[What to do]: Reproduce the closing part of the entries exactly: the line with "# point at: the airplane wing" and all lines after it, ending with the last line, and nothing else.

(Extracted records)
○ ○ ○ ○ ○
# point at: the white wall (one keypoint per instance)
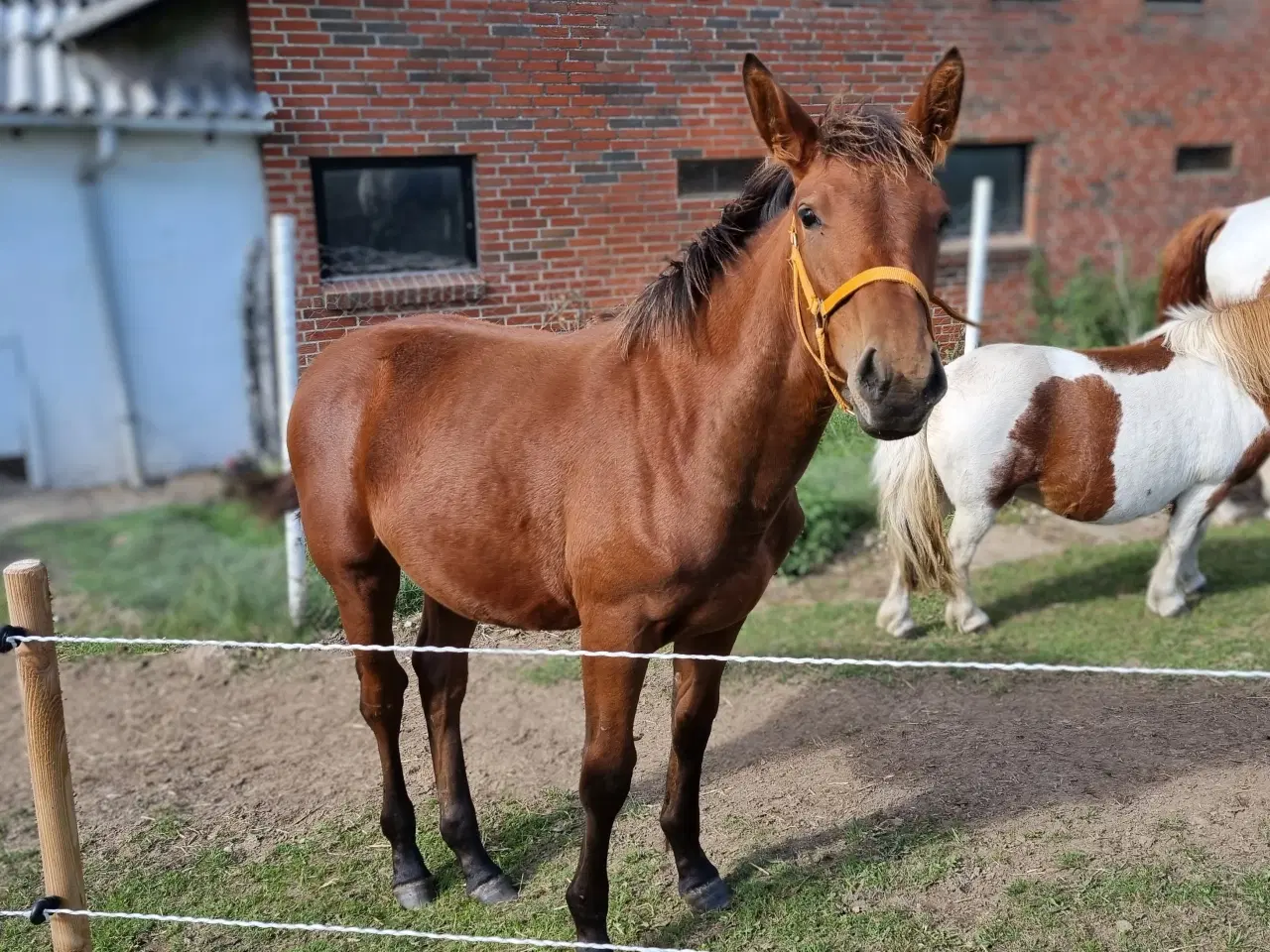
(181, 216)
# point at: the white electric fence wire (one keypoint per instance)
(1016, 666)
(347, 930)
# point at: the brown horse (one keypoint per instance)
(634, 477)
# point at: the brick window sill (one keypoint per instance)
(403, 293)
(1000, 248)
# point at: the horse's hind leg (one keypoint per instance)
(893, 613)
(697, 702)
(1189, 575)
(366, 592)
(443, 685)
(1165, 594)
(969, 526)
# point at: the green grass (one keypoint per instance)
(180, 571)
(835, 495)
(1086, 606)
(861, 889)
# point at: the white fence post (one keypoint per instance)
(282, 248)
(976, 266)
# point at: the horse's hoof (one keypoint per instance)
(494, 892)
(418, 893)
(976, 622)
(1169, 606)
(708, 897)
(905, 629)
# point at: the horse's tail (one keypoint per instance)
(911, 512)
(1183, 280)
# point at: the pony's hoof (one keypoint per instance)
(1169, 606)
(708, 896)
(971, 624)
(494, 892)
(976, 621)
(905, 629)
(418, 893)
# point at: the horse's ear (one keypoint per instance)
(789, 132)
(939, 104)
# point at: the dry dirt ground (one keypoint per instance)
(261, 749)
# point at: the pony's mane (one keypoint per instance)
(851, 131)
(1234, 338)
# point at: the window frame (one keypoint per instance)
(1224, 148)
(1024, 230)
(466, 167)
(717, 160)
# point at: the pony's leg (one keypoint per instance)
(611, 687)
(1165, 595)
(443, 685)
(1189, 575)
(697, 702)
(366, 594)
(1227, 513)
(1264, 475)
(970, 524)
(893, 613)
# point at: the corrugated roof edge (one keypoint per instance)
(95, 17)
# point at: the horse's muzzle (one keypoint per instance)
(892, 407)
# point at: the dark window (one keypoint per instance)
(379, 216)
(1005, 166)
(715, 177)
(1205, 158)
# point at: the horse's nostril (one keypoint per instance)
(867, 375)
(937, 384)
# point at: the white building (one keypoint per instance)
(132, 208)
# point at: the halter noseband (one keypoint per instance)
(824, 308)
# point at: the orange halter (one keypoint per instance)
(824, 308)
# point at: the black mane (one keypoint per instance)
(851, 131)
(671, 302)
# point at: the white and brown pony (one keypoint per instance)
(1220, 257)
(1100, 435)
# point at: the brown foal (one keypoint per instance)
(634, 477)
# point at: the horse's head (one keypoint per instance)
(866, 206)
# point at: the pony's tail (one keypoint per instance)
(1183, 278)
(911, 512)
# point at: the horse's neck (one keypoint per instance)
(1238, 262)
(760, 397)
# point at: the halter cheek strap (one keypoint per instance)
(824, 308)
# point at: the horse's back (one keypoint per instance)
(1238, 261)
(448, 440)
(1103, 435)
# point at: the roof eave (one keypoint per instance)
(198, 126)
(95, 17)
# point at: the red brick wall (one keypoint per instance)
(576, 113)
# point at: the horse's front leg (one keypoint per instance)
(611, 687)
(1165, 594)
(697, 702)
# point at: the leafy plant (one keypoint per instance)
(1095, 307)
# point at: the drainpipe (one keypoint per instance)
(90, 177)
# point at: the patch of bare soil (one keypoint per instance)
(262, 749)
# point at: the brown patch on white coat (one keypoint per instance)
(1146, 357)
(1062, 448)
(1184, 277)
(1251, 461)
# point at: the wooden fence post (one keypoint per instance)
(31, 607)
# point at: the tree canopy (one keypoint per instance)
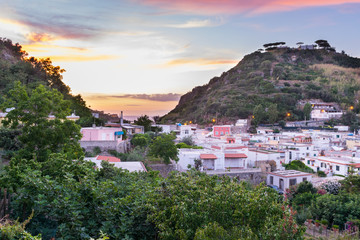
(40, 134)
(164, 147)
(145, 121)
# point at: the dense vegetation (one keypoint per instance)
(273, 82)
(67, 198)
(15, 65)
(332, 203)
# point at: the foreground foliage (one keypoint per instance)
(72, 200)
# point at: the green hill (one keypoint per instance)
(281, 76)
(15, 65)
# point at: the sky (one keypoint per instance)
(140, 56)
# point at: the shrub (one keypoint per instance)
(332, 187)
(321, 174)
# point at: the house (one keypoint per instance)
(103, 137)
(215, 159)
(255, 155)
(130, 166)
(340, 165)
(333, 165)
(222, 130)
(286, 178)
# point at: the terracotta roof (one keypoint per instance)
(356, 165)
(208, 156)
(237, 147)
(108, 158)
(235, 155)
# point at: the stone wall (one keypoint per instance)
(254, 177)
(122, 146)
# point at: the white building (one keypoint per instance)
(284, 179)
(333, 165)
(255, 155)
(212, 159)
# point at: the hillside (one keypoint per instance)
(281, 76)
(15, 65)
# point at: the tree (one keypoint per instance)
(141, 140)
(165, 148)
(40, 135)
(188, 140)
(259, 114)
(144, 121)
(188, 204)
(273, 113)
(323, 43)
(307, 111)
(299, 44)
(351, 184)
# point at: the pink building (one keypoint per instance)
(101, 134)
(222, 130)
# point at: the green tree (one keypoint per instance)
(259, 114)
(307, 111)
(351, 184)
(164, 147)
(193, 204)
(40, 135)
(141, 140)
(273, 113)
(144, 121)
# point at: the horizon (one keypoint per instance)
(140, 56)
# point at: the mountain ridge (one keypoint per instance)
(281, 76)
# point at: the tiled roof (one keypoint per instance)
(208, 156)
(235, 155)
(108, 158)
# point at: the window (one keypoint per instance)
(292, 181)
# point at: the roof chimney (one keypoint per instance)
(121, 119)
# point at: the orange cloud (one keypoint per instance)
(81, 58)
(212, 7)
(199, 62)
(130, 105)
(39, 37)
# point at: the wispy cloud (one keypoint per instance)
(166, 97)
(213, 7)
(82, 58)
(196, 24)
(39, 37)
(199, 62)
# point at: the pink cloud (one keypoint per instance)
(212, 7)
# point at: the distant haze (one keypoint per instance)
(140, 56)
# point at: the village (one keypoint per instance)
(331, 153)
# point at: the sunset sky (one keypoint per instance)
(140, 56)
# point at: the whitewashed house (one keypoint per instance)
(284, 179)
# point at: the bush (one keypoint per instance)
(321, 174)
(97, 150)
(298, 165)
(187, 140)
(331, 187)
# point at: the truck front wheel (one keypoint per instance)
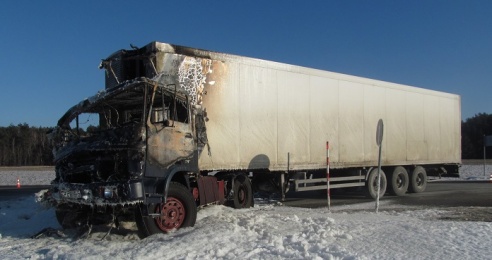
(418, 180)
(372, 184)
(178, 211)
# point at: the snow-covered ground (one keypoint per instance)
(267, 231)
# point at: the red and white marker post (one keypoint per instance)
(328, 173)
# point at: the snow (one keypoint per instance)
(267, 231)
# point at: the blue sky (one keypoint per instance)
(50, 50)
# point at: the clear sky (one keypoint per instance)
(50, 50)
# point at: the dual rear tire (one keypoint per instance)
(399, 181)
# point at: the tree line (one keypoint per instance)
(22, 145)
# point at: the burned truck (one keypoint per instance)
(178, 128)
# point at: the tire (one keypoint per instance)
(242, 193)
(178, 211)
(372, 184)
(418, 180)
(399, 181)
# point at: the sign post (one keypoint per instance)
(487, 141)
(379, 141)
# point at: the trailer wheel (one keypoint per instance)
(418, 180)
(242, 192)
(372, 184)
(399, 180)
(178, 211)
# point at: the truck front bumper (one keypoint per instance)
(106, 193)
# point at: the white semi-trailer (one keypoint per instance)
(180, 128)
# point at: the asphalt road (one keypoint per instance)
(9, 192)
(437, 194)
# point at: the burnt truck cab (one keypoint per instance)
(132, 149)
(136, 130)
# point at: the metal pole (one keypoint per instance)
(328, 173)
(379, 179)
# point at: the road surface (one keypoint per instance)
(469, 200)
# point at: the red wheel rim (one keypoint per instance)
(172, 214)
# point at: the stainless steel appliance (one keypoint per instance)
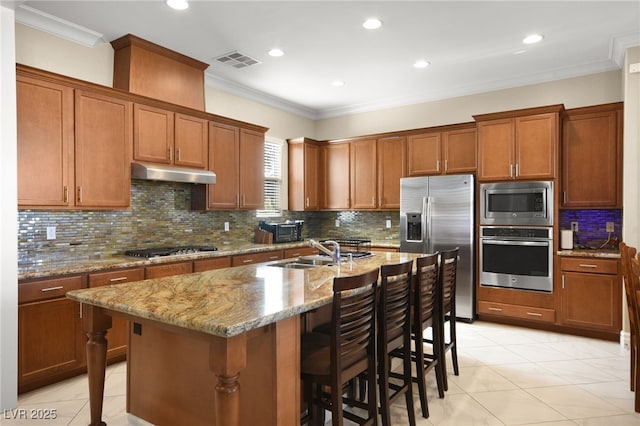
(517, 257)
(168, 251)
(283, 232)
(517, 203)
(437, 213)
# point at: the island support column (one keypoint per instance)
(96, 323)
(227, 357)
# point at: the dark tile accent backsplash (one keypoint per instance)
(592, 225)
(160, 215)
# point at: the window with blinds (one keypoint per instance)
(272, 180)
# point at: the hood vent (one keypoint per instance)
(169, 173)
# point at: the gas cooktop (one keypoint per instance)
(168, 251)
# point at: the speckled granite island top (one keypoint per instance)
(227, 302)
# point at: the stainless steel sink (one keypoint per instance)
(304, 262)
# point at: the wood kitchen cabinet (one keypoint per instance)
(118, 333)
(519, 144)
(236, 155)
(304, 167)
(167, 137)
(51, 343)
(391, 168)
(103, 129)
(45, 142)
(336, 176)
(592, 157)
(591, 295)
(442, 151)
(363, 165)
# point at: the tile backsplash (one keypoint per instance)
(161, 214)
(592, 225)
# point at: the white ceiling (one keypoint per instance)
(471, 45)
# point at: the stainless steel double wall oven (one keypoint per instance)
(516, 235)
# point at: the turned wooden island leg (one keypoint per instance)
(96, 323)
(227, 357)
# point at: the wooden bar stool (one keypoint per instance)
(426, 314)
(330, 361)
(394, 337)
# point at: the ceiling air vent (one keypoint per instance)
(237, 59)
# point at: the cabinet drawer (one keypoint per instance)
(47, 289)
(159, 271)
(299, 251)
(115, 277)
(516, 311)
(596, 266)
(247, 259)
(210, 264)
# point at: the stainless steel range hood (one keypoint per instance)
(165, 172)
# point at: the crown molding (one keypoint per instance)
(59, 27)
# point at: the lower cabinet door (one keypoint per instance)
(50, 340)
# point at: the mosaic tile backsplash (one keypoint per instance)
(160, 215)
(592, 226)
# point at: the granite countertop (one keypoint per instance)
(230, 301)
(44, 268)
(607, 254)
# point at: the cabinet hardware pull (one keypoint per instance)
(59, 287)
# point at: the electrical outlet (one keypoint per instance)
(51, 232)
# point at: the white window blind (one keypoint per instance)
(272, 180)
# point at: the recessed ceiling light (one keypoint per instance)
(276, 53)
(532, 38)
(178, 4)
(372, 23)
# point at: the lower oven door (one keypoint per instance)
(524, 265)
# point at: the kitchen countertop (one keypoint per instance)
(607, 254)
(230, 301)
(42, 268)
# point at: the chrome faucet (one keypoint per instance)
(335, 254)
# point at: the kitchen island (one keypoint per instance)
(218, 347)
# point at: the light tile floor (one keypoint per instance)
(508, 376)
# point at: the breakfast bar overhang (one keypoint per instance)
(218, 347)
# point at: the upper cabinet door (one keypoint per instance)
(391, 167)
(153, 134)
(592, 157)
(495, 149)
(191, 141)
(423, 154)
(335, 165)
(45, 143)
(364, 175)
(104, 126)
(224, 161)
(536, 146)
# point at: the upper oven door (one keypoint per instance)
(516, 203)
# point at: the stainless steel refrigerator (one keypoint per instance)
(437, 213)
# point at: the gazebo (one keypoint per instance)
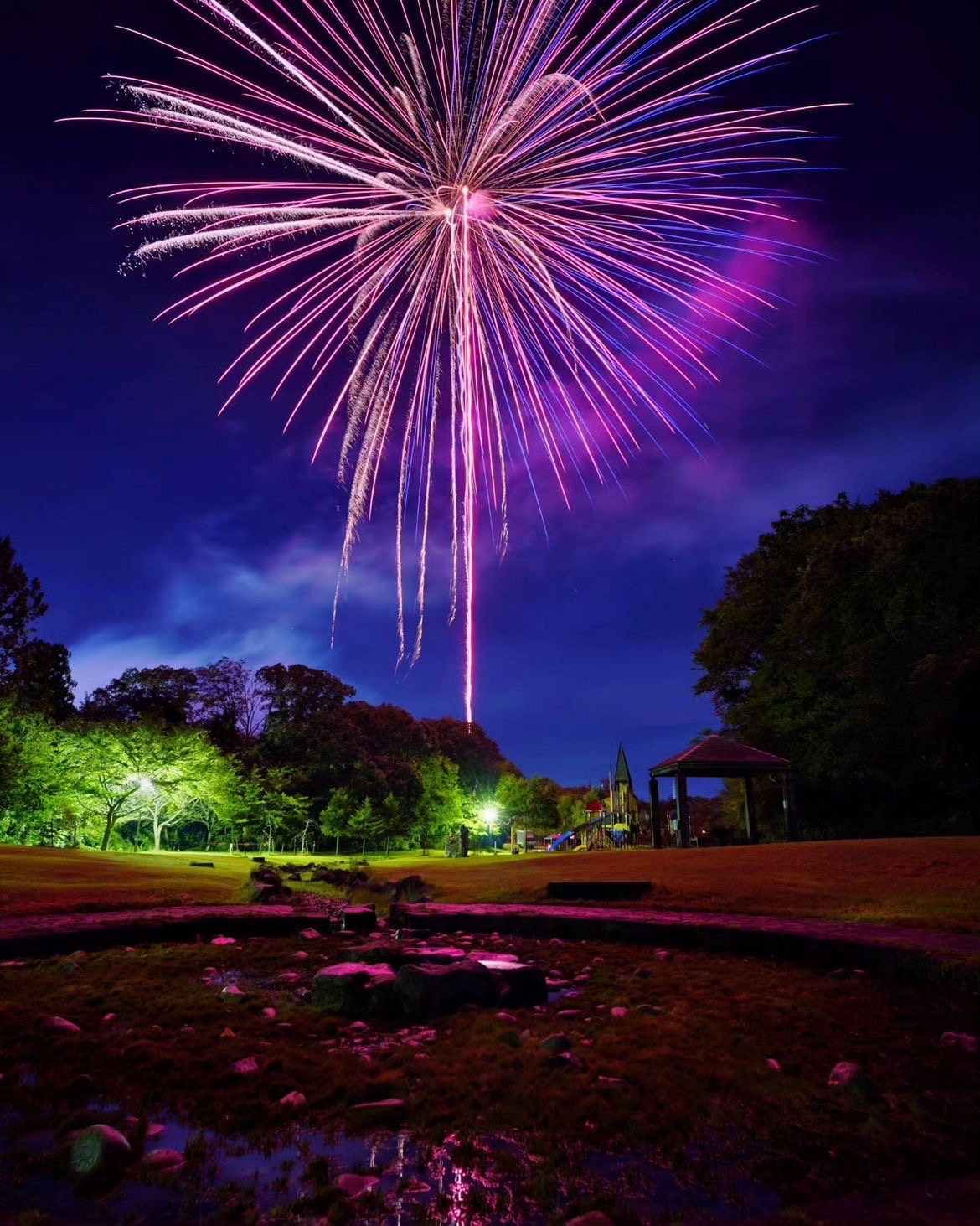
(720, 758)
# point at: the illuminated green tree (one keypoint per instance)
(439, 810)
(121, 775)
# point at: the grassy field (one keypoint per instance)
(932, 883)
(45, 881)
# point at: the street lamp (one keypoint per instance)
(490, 815)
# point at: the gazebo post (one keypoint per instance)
(789, 815)
(656, 813)
(683, 828)
(750, 810)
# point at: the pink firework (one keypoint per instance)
(518, 211)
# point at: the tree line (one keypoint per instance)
(849, 643)
(216, 757)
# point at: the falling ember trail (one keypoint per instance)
(542, 198)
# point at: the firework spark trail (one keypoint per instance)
(521, 210)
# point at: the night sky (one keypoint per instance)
(163, 534)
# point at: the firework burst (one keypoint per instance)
(518, 211)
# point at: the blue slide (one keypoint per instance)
(569, 834)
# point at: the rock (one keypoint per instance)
(407, 889)
(522, 985)
(346, 987)
(565, 1061)
(61, 1024)
(844, 1073)
(555, 1043)
(426, 991)
(358, 918)
(79, 1090)
(98, 1151)
(355, 1184)
(956, 1038)
(163, 1160)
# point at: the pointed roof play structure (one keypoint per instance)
(622, 775)
(720, 758)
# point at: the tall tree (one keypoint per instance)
(296, 696)
(228, 703)
(439, 810)
(21, 603)
(162, 694)
(478, 758)
(40, 680)
(848, 643)
(334, 820)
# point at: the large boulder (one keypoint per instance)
(522, 985)
(98, 1151)
(424, 991)
(267, 886)
(358, 918)
(348, 987)
(400, 954)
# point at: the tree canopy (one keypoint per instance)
(848, 643)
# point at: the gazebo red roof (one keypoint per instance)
(720, 752)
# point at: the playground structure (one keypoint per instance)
(609, 825)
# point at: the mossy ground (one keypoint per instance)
(689, 1086)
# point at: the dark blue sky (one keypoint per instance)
(164, 534)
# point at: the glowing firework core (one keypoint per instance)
(522, 211)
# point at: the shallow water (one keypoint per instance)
(466, 1183)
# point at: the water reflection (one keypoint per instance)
(492, 1181)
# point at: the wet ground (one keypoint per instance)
(307, 1175)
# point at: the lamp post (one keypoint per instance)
(490, 815)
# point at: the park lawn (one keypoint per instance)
(930, 883)
(49, 881)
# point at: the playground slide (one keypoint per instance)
(569, 834)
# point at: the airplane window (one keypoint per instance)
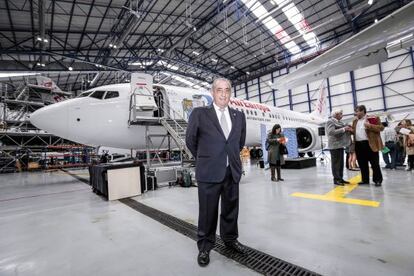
(111, 94)
(85, 94)
(98, 95)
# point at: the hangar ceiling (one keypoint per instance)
(82, 44)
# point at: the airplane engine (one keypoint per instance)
(307, 139)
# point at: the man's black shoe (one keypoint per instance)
(236, 246)
(203, 258)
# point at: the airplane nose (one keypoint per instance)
(39, 119)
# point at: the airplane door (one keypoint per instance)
(159, 101)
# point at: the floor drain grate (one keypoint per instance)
(256, 260)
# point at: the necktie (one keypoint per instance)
(223, 123)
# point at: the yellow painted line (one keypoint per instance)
(338, 194)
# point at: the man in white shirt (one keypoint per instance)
(389, 136)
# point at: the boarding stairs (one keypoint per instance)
(176, 126)
(141, 109)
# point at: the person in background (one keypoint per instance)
(400, 148)
(352, 156)
(389, 135)
(366, 131)
(409, 143)
(338, 137)
(275, 156)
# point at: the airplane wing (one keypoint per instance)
(370, 46)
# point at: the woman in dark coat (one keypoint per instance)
(275, 157)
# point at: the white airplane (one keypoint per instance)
(368, 47)
(100, 116)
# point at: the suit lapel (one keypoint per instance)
(213, 117)
(233, 121)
○ ○ ○ ○ ○
[Exercise solution]:
# point at: the airplane wing (one keypoint per instance)
(370, 46)
# point at: the woman in dark coat (one keypoint per instance)
(275, 157)
# point at: the white airplane (one keypoint per instance)
(368, 47)
(100, 116)
# point at: the suit lapel (one keypoint per instance)
(213, 117)
(233, 121)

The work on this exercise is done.